▶ **WHAT YOU WILL DO**:
a) List the column names assigned to the vector `column_names` in the post about renaming several dataframes.
b) Pick out every line of the records that contains the string "navy", copying each one in full. Matching is case-sensitive.

▶ **SELECTION**:
>> Begin
4

I would like to use the names function to apply the same column names to multiple dataframes, all of which have the same number of columns. I can of course do this the wrong way by calling names for each dataframe, but I'd like to do it correctly. Here's the setup:

library(tidyverse)

df1 <- tibble(1,2,3,4,5)
df2 <- tibble(6,7,8,9,10)
df3 <- tibble(11,12,13,14,15)
df4 <- tibble(16,17,18,19,20)

column_names <- c("Alpha","Bravo","Charlie","Delta","Echo")
tibbles_list <- (c("df1","df2","df3","df4"))

The wrong way is of course:

names(df1) <- column_names
names(df2) <- column_names
names(df3) <- column_names
names(df4) <- column_names

I'd like to somehow use the list of dataframes in tibbles_list (through as.name or rlang::syms or similar) to apply column_names to all the dataframes in one line of code, perhaps using some species of purrr's map or one of the apply functions in base R, but I'm completely at a loss as to how.
>> End
▶ **DATA EXCERPTS**:
>> Begin
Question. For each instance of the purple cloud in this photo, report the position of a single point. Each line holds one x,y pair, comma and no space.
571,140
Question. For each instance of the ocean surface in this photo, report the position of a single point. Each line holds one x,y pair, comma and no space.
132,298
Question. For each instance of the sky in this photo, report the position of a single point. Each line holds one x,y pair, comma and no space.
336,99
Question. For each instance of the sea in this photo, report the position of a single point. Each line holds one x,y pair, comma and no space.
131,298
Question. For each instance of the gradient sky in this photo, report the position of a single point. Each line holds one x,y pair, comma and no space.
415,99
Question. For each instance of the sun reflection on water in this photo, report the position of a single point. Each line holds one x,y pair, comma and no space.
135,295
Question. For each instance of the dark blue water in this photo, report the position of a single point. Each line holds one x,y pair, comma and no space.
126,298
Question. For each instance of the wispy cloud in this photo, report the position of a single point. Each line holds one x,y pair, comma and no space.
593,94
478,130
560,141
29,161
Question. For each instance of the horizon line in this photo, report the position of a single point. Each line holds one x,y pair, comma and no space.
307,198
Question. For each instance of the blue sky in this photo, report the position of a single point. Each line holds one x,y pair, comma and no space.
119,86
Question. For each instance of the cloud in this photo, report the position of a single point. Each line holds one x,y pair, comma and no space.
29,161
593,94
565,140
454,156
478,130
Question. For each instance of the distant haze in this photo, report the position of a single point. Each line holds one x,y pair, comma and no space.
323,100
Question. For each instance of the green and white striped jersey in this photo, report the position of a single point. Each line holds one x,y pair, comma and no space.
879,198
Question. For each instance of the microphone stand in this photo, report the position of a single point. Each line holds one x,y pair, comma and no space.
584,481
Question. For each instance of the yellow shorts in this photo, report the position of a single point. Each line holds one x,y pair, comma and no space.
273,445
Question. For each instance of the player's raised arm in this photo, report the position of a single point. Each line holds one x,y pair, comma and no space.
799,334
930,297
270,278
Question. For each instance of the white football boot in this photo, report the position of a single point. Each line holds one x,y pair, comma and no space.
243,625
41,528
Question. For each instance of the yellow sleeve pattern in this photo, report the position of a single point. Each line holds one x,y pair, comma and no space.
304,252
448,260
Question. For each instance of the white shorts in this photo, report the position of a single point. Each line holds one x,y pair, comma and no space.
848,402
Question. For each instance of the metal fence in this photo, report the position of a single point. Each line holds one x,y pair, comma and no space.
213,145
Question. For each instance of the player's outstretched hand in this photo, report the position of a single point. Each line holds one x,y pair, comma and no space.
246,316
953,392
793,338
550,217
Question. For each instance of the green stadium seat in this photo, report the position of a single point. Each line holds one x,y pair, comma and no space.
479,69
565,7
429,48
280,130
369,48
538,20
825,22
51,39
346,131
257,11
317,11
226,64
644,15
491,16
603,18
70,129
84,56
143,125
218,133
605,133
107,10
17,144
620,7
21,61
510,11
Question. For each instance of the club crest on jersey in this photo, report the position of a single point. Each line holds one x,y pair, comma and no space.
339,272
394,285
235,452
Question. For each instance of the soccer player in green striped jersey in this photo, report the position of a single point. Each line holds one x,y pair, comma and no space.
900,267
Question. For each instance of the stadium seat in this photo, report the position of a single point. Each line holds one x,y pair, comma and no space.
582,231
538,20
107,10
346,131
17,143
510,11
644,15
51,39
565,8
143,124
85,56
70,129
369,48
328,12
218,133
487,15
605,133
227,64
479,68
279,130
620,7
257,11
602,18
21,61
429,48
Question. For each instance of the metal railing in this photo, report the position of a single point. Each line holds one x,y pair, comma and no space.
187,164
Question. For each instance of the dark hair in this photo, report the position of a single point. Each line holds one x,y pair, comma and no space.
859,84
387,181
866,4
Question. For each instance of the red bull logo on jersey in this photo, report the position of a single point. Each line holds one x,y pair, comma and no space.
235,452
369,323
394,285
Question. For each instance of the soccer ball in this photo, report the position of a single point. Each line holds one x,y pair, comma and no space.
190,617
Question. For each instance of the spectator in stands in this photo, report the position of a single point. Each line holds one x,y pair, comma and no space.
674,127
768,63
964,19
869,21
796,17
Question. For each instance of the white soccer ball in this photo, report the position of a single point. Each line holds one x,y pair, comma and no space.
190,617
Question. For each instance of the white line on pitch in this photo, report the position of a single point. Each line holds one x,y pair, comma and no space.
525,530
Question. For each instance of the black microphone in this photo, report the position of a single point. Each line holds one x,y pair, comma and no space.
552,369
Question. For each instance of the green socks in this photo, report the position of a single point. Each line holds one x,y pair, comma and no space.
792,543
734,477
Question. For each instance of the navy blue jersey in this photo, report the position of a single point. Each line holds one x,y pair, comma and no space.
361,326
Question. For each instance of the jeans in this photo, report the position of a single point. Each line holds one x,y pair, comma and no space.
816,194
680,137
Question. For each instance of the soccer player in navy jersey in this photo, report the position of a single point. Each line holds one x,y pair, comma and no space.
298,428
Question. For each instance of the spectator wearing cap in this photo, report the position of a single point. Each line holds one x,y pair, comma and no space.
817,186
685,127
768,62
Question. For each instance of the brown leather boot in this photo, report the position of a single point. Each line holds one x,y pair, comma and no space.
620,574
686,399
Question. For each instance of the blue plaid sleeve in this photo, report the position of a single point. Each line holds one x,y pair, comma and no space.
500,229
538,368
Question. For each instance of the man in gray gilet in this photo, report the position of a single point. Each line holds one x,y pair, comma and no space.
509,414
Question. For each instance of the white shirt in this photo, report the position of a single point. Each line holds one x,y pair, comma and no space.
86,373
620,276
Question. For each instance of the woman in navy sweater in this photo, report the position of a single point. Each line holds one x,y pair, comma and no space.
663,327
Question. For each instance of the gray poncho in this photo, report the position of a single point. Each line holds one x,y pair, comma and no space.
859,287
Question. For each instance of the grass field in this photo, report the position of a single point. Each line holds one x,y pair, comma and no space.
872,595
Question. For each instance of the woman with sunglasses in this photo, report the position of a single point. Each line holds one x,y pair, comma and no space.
>> End
▶ **FULL SOLUTIONS**:
a)
Alpha
Bravo
Charlie
Delta
Echo

b)
Question. For each instance of the navy blue jersey in this photo, report the position of a single point. Each line holds one x,y pair, comma and no space.
Question. For each instance of the soccer player in navy jersey in this photo, report the position of a single point. Each line holds one x,y pair, comma and no space.
Question. For each instance of the woman in navy sweater in this photo, report the position of a single point. Each line holds one x,y pair, comma and no space.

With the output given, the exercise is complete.